本文为 SEED Labs 2.0 - SQL Injection Attack Lab 的实验记录。
实验原理
SQL注入攻击通过构建特殊的输入作为参数传入Web应用程序,而这些输入大都是SQL语法里的一些组合,通过执行SQL语句进而执行攻击者所要的操作,它目前是黑客对数据库进行攻击的最常用手段之一。
Task 1: Get Familiar with SQL Statements
启动 docker
dcbuild
dcup
然后进入 mysql 程序
dockps
docksh **
mysql -u root -p dees
After running the commands above, you need to use a SQL command to print all the profile information of the employee Alice.
mysql> use sqllab_users;
Database changed
mysql> show tables;
+------------------------+
| Tables_in_sqllab_users |
+------------------------+
| credential |
+------------------------+
1 row in set (0.00 sec)
mysql> desc credential;
+-------------+--------------+------+-----+---------+----------------+
| Field | Type | Null | Key | Default | Extra |
+-------------+--------------+------+-----+---------+----------------+
| ID | int | NO | PRI | NULL | auto_increment |
| Name | varchar(30) | NO | | NULL | |
| EID | varchar(20) | YES | | NULL | |
| Salary | int | YES | | NULL | |
| birth | varchar(20) | YES | | NULL | |
| SSN | varchar(20) | YES | | NULL | |
| PhoneNumber | varchar(20) | YES | | NULL | |
| Address | varchar(300) | YES | | NULL | |
| Email | varchar(300) | YES | | NULL | |
| nickname | varchar(300) | YES | | NULL | |
| Password | varchar(300) | YES | | NULL | |
+-------------+--------------+------+-----+---------+----------------+
11 rows in set (0.00 sec)
mysql> select * from credential where Name='Alice'
+----+-------+-------+--------+--------+----------+-------------+---------+-------+----------+------------------------------------------+
| ID | Name | EID | Salary | birth | SSN | PhoneNumber | Address | Email | nickname | Password |
+----+-------+-------+--------+--------+----------+-------------+---------+-------+----------+------------------------------------------+
| 1 | Alice | 10000 | 20000 | 9/20 | 10211002 | | | | | fdbe918bdae83000aa54747fc95fe0470fff4976 |
+----+-------+-------+--------+--------+----------+-------------+---------+-------+----------+------------------------------------------+
1 row in set (0.00 sec)

• **待完成任务**
1) 在这篇SQL注入实验记录中,查询员工 Alice 全部资料时用的是哪条 SQL 语句?
2) 请返回SQL注入实验记录中的一段,从包含“本文为 SEED Labs”的那几个词开始,到“库进行攻击的最常用手段之一。”结束,一字不改地照抄。

• **数据摘录**
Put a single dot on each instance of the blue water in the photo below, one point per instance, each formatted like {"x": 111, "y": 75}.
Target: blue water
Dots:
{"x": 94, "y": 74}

• **练习答案**
1) select * from credential where Name='Alice'

2)
本文为 SEED Labs 2.0 - SQL Injection Attack Lab 的实验记录。
实验原理
SQL注入攻击通过构建特殊的输入作为参数传入Web应用程序,而这些输入大都是SQL语法里的一些组合,通过执行SQL语句进而执行攻击者所要的操作,它目前是黑客对数据库进行攻击的最常用手段之一。